Exercise aim.
Please answer these questions about the blog post on disability, one per line:
1. For how long did the writer refuse to apply for disability after doctors advised it?
2. How old was the writer in 2009?
3. Who does the blog post say the 47% are?

Supplied passage.
┌──
Friday, September 21, 2012

This is important.

http://thebuckingjenny.blogspot.com/2012/09/an-open-letter-to-candidate-romney.html

This woman is amazing and brave.  Please read her post.  It is important to have a voice right now. 

I am disabled.  I refused to apply for disability for nearly 2 years after my doctors told me that I should apply.  I wanted to be independent.  To take responsibility for my life as you put it.  I lived off savings from a job I had as a teenager.  I applied to every job I could.  I wasn't hired and I physically couldn't work them so that was probably for the best. 

This was 2009, right after the crash.  I was 23 years old, just out of college, and living with an incurable, untreatable genetic condition, an incurable spinal condition, and an incurable disease.  My doctors ("It's not your fault, you never had a chance,") and my empty bank account convinced me that I had to give up for now and apply.  Every day, I still feel guilty even though I shouldn't have to feel that way.  The system is set up for people like me.  I don't want to use it, but it's the reason I eat, have heat in the winter, and a roof over my head.  Every day I think maybe this new treatment, this medicine, this wheelchair, this physical therapy will help me work again. 




I had refused to apply because of pride, because I didn't want the government to pay my way in the world.  I still don't want that.  But I understand now that as a country we take care of each other.  We are supposed to understand that anything can happen at anytime to any of us and that the system, while far from perfect, is here for everyone who needs it.  Do some people abuse it?  I'm positive they do.  But most of us aren't like that.  We're just trying to live, one day at a time with our diseases, our conditions.  Our pain and our inability to live the life we imagined.  Not the big things, the ballroom and yacht dreams--the little things--walking down the aisle, picking up a glass, holding someone's hand, running, using the bathroom on our own.
 
I admit to having been a victim in my life. I have been robbed, bullied, sexually and emotionally abused, and attemptedly raped.  I was a victim then and I healed and grew strong and rose above it.  NOT on the government's dime, might I add.  Now, my own immune system is attacking me.  My DNA is flawed.  I do not consider myself a victim.  I stand up against this and I fight the good fight everyday.  I fought hard to stay off government assistance and I fight hard still to go off of it one day, even though I am gently reminded by doctors that I will never get better, that I will only get worse. 

So no one has the right to say that I am not taking care of my life.  To say that I consider myself a victim.  That all I want out of life is to live off the government (that I have paid into) and bask in my pampered moocher lifestyle. 

I find it disgraceful that a candidate for president would use phrases such as "those people" or "people like that."  You do not pick and choose the people you represent in office.  But I am not an elected official and so I will use that phrase.  It is people like Mitt who instill that feeling of shame and guilt that kept me from accepting the help our government has in place for people in my situation. 

People who yell at the top of their lungs to pull yourself up by your bootstraps, but they have never experienced what it's like to not be able to put your own boots on.  To have to ask for help to get dressed in the morning. 

It is important to understand that this 47% view of the world is not only cold-hearted, it's wrong.  The 47% are the disabled, our troops fighting overseas, our elderly, and our very very rich who have no need to work.   Do not belittle my fight, my daily efforts often against medical advice, by saying I don't take responsibility for my life.  Not until you've watched me put my dislocated shoulder back in place for the 3rd time today so that I can keep doing my physical therapy and maybe, maybe be well enough to work one day.
└──
Segmentation mask data
┌──
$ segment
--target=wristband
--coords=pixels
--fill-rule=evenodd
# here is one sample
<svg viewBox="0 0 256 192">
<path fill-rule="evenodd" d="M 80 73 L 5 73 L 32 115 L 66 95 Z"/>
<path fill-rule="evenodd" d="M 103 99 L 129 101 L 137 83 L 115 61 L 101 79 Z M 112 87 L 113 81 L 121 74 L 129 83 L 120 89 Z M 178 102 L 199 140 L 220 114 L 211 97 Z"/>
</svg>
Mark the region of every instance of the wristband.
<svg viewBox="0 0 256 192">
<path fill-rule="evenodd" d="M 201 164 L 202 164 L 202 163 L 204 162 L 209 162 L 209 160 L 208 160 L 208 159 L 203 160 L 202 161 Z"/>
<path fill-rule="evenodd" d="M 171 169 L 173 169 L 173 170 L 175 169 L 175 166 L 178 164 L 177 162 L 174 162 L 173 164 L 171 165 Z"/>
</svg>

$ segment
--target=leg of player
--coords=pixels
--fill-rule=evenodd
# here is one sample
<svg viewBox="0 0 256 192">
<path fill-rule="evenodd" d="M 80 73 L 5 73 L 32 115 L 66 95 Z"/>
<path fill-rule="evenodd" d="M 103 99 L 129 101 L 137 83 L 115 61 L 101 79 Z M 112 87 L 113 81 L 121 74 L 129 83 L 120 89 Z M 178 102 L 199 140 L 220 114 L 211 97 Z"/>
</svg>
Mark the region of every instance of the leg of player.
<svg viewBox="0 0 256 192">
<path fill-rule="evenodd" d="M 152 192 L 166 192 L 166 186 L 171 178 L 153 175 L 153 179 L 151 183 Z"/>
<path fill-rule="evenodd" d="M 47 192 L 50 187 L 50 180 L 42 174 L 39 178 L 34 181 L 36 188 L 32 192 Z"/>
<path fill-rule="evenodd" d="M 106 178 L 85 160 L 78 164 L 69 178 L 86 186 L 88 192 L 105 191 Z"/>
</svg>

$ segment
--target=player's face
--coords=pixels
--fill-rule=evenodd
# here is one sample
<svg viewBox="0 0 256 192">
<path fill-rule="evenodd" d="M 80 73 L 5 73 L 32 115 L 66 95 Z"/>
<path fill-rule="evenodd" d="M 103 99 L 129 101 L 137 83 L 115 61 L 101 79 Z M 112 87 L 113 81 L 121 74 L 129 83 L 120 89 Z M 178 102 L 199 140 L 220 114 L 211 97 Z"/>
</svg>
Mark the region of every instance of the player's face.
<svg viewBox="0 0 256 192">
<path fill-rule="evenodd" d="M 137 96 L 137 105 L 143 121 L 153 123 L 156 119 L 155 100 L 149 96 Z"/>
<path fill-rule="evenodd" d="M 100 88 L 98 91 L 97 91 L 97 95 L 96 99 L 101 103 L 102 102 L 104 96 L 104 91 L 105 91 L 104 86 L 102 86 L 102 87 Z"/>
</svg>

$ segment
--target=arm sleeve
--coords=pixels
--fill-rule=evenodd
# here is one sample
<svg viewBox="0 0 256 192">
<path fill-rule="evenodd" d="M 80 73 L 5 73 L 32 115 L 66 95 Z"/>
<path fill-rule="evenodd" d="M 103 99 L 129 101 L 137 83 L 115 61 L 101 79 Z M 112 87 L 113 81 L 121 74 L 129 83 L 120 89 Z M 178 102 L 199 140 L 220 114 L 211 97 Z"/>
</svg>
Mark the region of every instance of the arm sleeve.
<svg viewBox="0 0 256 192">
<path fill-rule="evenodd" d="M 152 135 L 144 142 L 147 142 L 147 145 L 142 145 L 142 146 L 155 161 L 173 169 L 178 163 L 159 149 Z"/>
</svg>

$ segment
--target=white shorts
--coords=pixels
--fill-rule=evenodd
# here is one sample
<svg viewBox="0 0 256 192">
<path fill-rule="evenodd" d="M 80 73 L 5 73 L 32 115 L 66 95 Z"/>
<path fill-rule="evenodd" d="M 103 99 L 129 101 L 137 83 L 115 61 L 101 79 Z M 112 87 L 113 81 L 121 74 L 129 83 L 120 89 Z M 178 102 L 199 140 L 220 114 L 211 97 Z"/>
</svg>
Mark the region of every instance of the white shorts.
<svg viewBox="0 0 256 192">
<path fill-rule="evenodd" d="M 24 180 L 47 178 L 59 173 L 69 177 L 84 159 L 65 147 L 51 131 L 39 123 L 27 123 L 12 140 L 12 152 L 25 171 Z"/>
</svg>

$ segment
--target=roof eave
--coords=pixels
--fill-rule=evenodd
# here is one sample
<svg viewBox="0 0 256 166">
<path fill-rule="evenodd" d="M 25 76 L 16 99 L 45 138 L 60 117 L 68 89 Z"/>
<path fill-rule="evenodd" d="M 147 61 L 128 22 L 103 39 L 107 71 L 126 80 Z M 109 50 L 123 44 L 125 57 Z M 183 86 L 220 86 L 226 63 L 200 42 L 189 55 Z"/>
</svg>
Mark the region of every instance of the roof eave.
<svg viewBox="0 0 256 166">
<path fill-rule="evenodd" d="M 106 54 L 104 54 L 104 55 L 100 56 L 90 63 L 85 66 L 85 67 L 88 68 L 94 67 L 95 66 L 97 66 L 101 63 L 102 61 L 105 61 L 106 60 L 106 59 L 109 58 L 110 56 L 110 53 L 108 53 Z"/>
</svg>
└──
Answer to this exercise.
1. Nearly 2 years.
2. 23 years old.
3. The disabled, troops fighting overseas, the elderly, and the very very rich who have no need to work.